Passage provided:
* * *
In December 2024, the Company entered into an agreement with a vendor for the purchase of equipment wherein the Company will make quarterly installment payments of $0.8 million during 2026. The $1.4 million present value of these payments is included within 'Noncurrent liabilities' in the Condensed Consolidated Balance Sheets, while the first two payments of $1.6 million, due within one year, are recorded within accounts payable and other accrued expenses as of June 30, 2025. The $2.8 million present value of payments is reflected within noncurrent liabilities at December 31, 2024 in the Condensed Consolidated Balance Sheets.
Indemnification
The Company sells products to its distributors under contracts, collectively referred to as Distributor Sales Agreements (“DSAs”). Each DSA contains the relevant terms of the contractual arrangement with the distributor, and generally includes certain provisions for indemnifying the distributor against losses, expenses, and liabilities from damages that may be awarded against the distributor in the event the Company’s products are found to infringe upon a patent, copyright, trademark, or other proprietary right of a third party (Customer Indemnification). The DSA generally limits the scope of and remedies for the Customer Indemnification obligations in a variety of industry-standard respects, including, but not limited to, limitations based on time and geography, and a right to replace an infringing product. The Company also, from time to time, has granted a specific indemnification right to individual customers.
* * *
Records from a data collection
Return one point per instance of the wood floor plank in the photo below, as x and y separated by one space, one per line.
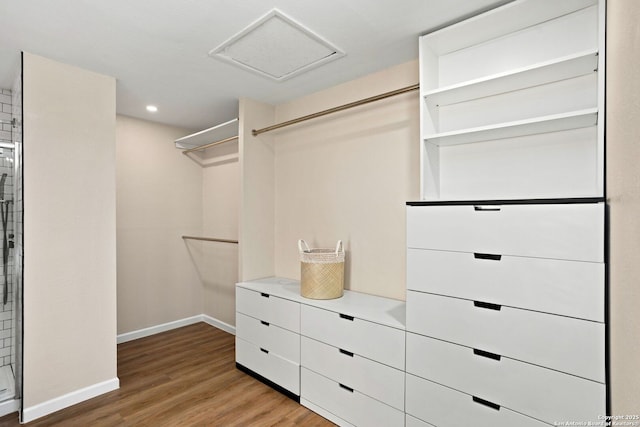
183 377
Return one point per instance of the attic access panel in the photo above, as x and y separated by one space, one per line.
277 47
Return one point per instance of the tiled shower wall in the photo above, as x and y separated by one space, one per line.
6 166
16 350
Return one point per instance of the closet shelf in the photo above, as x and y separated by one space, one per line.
552 123
546 72
500 22
223 132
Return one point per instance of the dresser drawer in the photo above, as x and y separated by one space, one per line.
566 344
445 407
281 371
558 231
355 335
277 340
569 288
541 393
271 309
414 422
373 379
348 404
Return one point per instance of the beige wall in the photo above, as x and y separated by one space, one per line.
69 230
256 229
623 191
159 199
219 262
347 176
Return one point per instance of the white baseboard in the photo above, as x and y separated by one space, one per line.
219 324
45 408
141 333
9 407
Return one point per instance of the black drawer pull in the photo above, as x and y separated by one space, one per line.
487 305
486 354
486 403
486 209
493 257
345 352
349 389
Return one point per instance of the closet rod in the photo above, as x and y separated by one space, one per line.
385 95
204 147
209 239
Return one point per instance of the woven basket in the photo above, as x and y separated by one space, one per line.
321 271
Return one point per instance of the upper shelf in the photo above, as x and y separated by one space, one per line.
552 123
216 133
498 22
546 72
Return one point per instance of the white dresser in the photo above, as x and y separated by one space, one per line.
505 312
342 358
506 250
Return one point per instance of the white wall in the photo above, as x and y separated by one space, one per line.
69 233
623 193
159 199
347 176
220 215
256 228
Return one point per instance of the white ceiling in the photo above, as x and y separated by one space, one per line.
158 49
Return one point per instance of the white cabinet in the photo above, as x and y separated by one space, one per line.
267 337
506 319
512 103
569 231
342 358
522 387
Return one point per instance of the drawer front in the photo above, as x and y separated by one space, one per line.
538 392
414 422
350 405
569 288
566 344
445 407
373 379
281 371
558 231
274 310
277 340
355 335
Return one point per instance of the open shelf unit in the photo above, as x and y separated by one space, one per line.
515 98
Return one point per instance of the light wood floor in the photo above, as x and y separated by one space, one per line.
183 377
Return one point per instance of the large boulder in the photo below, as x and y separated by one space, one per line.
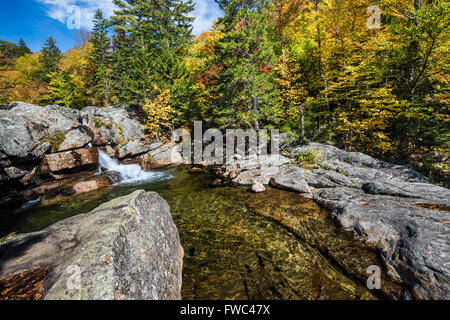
128 248
69 159
74 139
25 128
412 240
111 126
387 206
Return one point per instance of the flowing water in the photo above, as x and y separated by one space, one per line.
129 173
238 245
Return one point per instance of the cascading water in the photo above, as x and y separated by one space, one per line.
129 173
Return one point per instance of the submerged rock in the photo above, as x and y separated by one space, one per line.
128 248
389 207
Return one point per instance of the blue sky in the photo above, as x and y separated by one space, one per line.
36 20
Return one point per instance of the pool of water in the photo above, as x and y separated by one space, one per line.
239 245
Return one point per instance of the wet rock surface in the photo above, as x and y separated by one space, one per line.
128 248
386 206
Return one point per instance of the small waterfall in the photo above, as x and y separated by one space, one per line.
129 173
* * *
What you will do:
**1.** Answer these questions using the financial note above the data:
(a) What is the amount of each quarterly installment payment to the equipment vendor?
(b) What name is given collectively to the contracts under which the Company sells products to its distributors?
(c) Besides a patent, copyright, or trademark, what kind of third-party right does the Customer Indemnification cover?
**2.** In the financial note, find the passage that begins at the words "In December 2024, the" and stops after the words "Consolidated Balance Sheets.". Reproduce it word for word.

Task solutions:
**1.**
(a) $0.8 million
(b) Distributor Sales Agreements ("DSAs")
(c) Other proprietary rights of a third party

**2.**
In December 2024, the Company entered into an agreement with a vendor for the purchase of equipment wherein the Company will make quarterly installment payments of $0.8 million during 2026. The $1.4 million present value of these payments is included within 'Noncurrent liabilities' in the Condensed Consolidated Balance Sheets, while the first two payments of $1.6 million, due within one year, are recorded within accounts payable and other accrued expenses as of June 30, 2025. The $2.8 million present value of payments is reflected within noncurrent liabilities at December 31, 2024 in the Condensed Consolidated Balance Sheets.